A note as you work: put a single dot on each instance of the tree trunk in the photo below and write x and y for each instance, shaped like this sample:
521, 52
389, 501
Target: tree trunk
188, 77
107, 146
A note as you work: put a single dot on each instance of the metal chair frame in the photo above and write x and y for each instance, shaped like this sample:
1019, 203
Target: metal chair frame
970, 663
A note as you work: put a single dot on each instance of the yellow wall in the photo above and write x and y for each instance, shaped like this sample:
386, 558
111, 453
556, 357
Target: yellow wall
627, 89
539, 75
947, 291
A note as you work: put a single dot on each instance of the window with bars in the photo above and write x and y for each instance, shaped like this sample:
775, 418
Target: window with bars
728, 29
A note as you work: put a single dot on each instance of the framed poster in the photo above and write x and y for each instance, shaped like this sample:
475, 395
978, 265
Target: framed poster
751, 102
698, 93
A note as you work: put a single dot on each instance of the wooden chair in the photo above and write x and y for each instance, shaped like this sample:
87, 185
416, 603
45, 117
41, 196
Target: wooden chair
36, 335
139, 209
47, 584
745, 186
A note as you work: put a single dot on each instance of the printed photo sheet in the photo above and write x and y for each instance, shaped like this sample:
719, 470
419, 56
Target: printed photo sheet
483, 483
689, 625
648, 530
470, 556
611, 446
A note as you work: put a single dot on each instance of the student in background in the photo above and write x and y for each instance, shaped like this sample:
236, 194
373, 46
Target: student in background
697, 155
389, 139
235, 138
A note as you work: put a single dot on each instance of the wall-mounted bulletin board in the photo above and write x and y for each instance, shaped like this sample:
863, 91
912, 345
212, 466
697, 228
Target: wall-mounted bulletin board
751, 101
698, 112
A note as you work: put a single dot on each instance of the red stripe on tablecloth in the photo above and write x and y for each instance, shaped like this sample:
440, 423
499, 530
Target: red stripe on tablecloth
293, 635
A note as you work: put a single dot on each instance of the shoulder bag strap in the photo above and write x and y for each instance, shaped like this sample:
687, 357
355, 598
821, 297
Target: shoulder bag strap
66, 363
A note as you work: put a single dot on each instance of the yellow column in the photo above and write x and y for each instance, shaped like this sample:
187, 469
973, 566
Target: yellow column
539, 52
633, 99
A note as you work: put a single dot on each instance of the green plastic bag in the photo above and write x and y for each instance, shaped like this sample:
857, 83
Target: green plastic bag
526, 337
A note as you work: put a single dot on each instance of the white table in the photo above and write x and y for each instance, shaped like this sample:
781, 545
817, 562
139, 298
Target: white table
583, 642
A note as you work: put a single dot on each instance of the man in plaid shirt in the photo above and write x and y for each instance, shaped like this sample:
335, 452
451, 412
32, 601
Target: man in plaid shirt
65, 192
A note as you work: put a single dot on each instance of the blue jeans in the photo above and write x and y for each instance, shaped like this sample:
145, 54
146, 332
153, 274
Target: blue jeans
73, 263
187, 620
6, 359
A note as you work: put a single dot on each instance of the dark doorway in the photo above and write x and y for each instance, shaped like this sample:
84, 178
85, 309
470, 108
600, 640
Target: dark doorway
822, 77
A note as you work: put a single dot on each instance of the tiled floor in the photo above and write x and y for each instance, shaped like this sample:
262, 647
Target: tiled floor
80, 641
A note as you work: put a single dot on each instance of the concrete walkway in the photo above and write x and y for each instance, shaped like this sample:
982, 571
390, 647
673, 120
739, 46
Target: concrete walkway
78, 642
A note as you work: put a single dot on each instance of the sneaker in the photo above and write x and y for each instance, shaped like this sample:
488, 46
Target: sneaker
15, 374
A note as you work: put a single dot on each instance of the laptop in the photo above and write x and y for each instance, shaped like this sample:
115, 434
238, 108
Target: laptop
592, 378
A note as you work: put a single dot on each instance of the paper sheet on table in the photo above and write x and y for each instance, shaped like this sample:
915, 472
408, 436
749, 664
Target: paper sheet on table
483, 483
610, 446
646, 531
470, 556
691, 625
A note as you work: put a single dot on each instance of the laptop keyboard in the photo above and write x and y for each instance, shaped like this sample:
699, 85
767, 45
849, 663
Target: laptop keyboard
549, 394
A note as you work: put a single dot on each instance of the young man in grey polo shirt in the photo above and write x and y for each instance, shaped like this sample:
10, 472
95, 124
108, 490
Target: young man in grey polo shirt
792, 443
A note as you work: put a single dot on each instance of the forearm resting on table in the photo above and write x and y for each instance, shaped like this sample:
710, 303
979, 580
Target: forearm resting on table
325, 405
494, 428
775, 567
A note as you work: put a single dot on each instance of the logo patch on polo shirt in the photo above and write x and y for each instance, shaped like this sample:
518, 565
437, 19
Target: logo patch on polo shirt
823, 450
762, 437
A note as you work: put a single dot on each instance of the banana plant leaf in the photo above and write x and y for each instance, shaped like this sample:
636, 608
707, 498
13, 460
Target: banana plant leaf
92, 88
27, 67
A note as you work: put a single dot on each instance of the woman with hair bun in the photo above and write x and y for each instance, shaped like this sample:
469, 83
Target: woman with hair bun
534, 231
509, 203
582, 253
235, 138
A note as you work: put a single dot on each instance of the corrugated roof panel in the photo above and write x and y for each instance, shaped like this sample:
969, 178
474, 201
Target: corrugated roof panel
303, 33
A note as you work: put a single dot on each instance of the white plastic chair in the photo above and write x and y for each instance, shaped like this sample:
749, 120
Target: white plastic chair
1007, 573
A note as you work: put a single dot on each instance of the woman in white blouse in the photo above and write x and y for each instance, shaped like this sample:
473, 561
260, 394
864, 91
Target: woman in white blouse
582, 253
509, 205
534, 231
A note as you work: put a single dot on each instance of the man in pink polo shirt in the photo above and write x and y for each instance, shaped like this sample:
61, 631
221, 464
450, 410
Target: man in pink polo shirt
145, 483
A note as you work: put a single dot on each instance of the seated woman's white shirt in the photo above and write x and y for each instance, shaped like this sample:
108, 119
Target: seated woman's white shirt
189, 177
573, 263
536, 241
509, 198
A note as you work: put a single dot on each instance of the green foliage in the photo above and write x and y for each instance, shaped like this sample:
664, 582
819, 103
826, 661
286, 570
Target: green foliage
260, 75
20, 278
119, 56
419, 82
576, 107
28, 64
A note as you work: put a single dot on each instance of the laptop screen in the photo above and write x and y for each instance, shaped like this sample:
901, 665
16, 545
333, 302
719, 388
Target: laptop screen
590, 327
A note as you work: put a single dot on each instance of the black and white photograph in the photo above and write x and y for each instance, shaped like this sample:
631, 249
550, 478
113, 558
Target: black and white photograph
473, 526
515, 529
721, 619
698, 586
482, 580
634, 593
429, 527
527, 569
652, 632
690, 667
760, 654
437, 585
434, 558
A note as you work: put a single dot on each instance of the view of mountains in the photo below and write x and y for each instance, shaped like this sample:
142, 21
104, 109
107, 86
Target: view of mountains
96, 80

-----

> [PROBLEM STATEMENT]: Please rewrite all of the rows above, replacing "single dot" with "single marker" everywhere and leaving everything else unchanged.

> [RESULT OF THE EXERCISE]:
A note as you work: put a single marker on each instance of the tree trunk in the photo below and write x and y for each instance, shaped like this sample:
521, 52
389, 501
Target: tree trunk
188, 77
107, 146
A note as you work: put a single marker on each instance of the metal chair frame in the photo above and write x and y for each instance, shaped like this sample:
1019, 203
Target: metal chair frame
970, 663
A note as you work: put a single marker on each instance of the yellow wall in the photo above and write x and y for each instance, shaped like this sample:
386, 558
111, 453
556, 357
Target: yellow wall
627, 89
539, 75
947, 291
A note as you work: put a single marker on each instance of the window with bars in the photo above and write x and y for each instance, shaped like this sample:
775, 418
Target: window with bars
728, 29
A note as you work: put a single marker on each instance of the framed poster in the photo above and write x and y for each instance, shaped like this sample:
475, 395
978, 265
Target: framed poster
751, 102
698, 93
A note as you work: put a single marker on each instance of the wooden chair in the photo above and write x and y for each instance, shaped like this sample:
87, 185
416, 603
45, 117
41, 196
Target: wooden chair
36, 335
139, 209
47, 584
745, 186
A note as you work: put a single marker on each instance of the printed photo sheet in the photo above and write x and y for each instance, shaped like this sample:
719, 470
419, 56
Target: printed photo sheet
483, 483
689, 625
648, 530
470, 556
611, 446
A note as you work: put a single marker on each instance of the student in background in the photo above and write x and y for each instance, shaped like this sample:
236, 194
373, 46
Target: student in background
697, 155
389, 139
235, 138
A note as you work: put a single marker on each instance of the wall-mounted bulletin board in the photo above and write x and y for each instance, shaped like this sample:
863, 91
912, 345
212, 466
697, 228
Target: wall-mounted bulletin board
751, 101
698, 112
A note as you work: put a single marker on each instance of the red stripe on tablecloth in the photo above and write x and y for each instance, shaped like this sample:
440, 423
499, 530
Target: red stripe on tablecloth
293, 635
A note as you work: put a single marker on each instance of the shoulder bag strap in the photo above and write x and y for each instance, shaped like this sample:
687, 357
355, 598
821, 297
Target: shoulder bag strap
66, 363
A note as you work: put a single marker on each instance of the yellow column in the photo above and write x and y for each instance, shaped like this sample:
187, 469
973, 566
Target: yellow column
539, 52
633, 99
A note as you work: put a single marker on each instance of the green plastic bag in the photo above and write x and y for each instance, shaped like this sample:
857, 83
Target: green plastic bag
526, 337
A note as you work: put a single marker on each instance of the white table in the photo above and write x and y for each instance, shaped like this sample:
781, 545
817, 562
139, 298
Target: white table
583, 642
A note as you work: put a single marker on each instance of the man in plaid shirt in the photo above and write x and y for each instance, shaped like this sample:
335, 452
451, 412
32, 601
Target: man in plaid shirt
65, 192
A note as you work: put a single marker on each instance of the blue jeans in the photo above and write x and y for each instance, shaped like this sample:
145, 54
146, 332
153, 274
Target: blue jeans
73, 263
187, 620
6, 359
A note as you work: put a single marker on each instance of the dark doorway in the photo above and write x and y for each instance, shaped like this sample:
84, 178
85, 309
470, 108
600, 640
Target: dark doorway
822, 77
A note as you work: put a single marker on each instance of the tiled floor in the photo above and write x and y for each instance, shaped like this sample:
262, 647
Target: tiled floor
80, 641
A note as you work: put a single marker on each instance of the concrete walkway in the photo above and write x and y for each instance, shaped like this sample:
982, 571
390, 647
673, 120
739, 46
Target: concrete walkway
78, 642
A note as you work: put a single marker on each instance of the sneaker in the photo above and write x and y for each instance, shaped like this sample:
488, 46
Target: sneaker
15, 374
A note as you work: put a single marker on each instance of the laptop in the photo above and write x and y for each instance, shaped like this sample:
115, 434
238, 108
Target: laptop
592, 378
A note as you work: put a single marker on each instance of the paper sheet on table in the photo above and write x and y for each instance, shaped like this sample:
915, 472
408, 436
749, 664
Target: paper sheet on table
483, 483
610, 446
646, 531
470, 556
691, 625
A note as you work: put a single marker on each instance of the laptop keyboard in the photo above and write x and y for each instance, shaped like this sample:
699, 85
767, 45
849, 663
Target: laptop keyboard
549, 394
A note as you work: put a single marker on each instance of the young man in grey polo shirt in the photo above and write x and y for each instance, shaped like this sample:
10, 472
95, 124
108, 490
Target: young man in grey polo shirt
792, 443
A note as you work: put a single marker on each instance of the forearm resting on table in the photo above and write x and y for each instance, shaped like this sample:
710, 303
979, 580
Target: forearm resting on table
325, 405
494, 428
775, 567
A note as you work: put a single marker on each instance of the logo patch on polo shirt in the photo above and write x and y for each instance, shaped like this sample:
518, 565
437, 19
Target: logo patch on polo shirt
823, 450
762, 437
A note as you work: put a single marker on each instance of the banana plant leaf in the photo above and write x and y for each instance, shaped like this sample:
636, 608
707, 498
13, 460
Target: banana plant leaf
92, 88
27, 67
A note as you work: put a single marker on each instance of the woman with hair bun in the photo above and write x and y for each instance, shaped like this sample:
469, 83
Target: woman with hair bun
534, 231
509, 203
582, 253
235, 138
A note as you work: put a single marker on each instance of the corrugated roof panel in the photo above and write x and y for each instance, shaped like this sample:
969, 178
474, 201
Target: corrugated roof panel
303, 33
A note as you work: put a single marker on each instance of the white plastic chair in the photo above and write x and y for each instance, shaped like this sample:
749, 120
Target: white plastic chair
1007, 573
A note as you work: put a single marker on each instance of the woman in white blouse in the photo above and write x and y for each instance, shaped like this sample:
473, 561
260, 394
864, 91
Target: woman in white blouse
582, 253
509, 205
534, 231
A note as you work: put a single marker on each instance of the man in pink polo shirt in the photo above and write x and y for each instance, shaped like this sample:
61, 631
221, 464
450, 410
Target: man in pink polo shirt
145, 483
A note as you work: put a single marker on each instance of the seated woman's white shirt in the photo above and write x and y for each instance, shaped like this sample:
108, 119
Target: seated woman's white shirt
189, 177
573, 263
536, 241
509, 198
A note as you work: put a single marker on each instance of the green foliage in the photo above and write x and y for each instance, shaped like this sample:
664, 582
819, 103
826, 661
286, 570
Target: green foliage
260, 75
20, 278
119, 56
419, 82
576, 107
28, 64
A note as you work: put a single marker on each instance of the laptop screen in the photo above and write x and y for each instance, shaped like this sample:
901, 665
16, 545
333, 302
719, 388
Target: laptop screen
590, 327
A note as you work: put a single marker on each instance of the black and white photograph in the photo above and write x and y for each instance, shaped like this sample:
631, 249
550, 478
113, 558
Target: black and white photograph
473, 526
515, 529
721, 619
698, 586
482, 580
634, 593
429, 527
527, 569
652, 632
690, 667
760, 654
437, 585
434, 558
A note as you work: put a single marker on each instance of the view of mountains in the photo below and write x and y for each instance, shaped like this sample:
142, 21
104, 109
107, 86
Target: view of mountains
96, 80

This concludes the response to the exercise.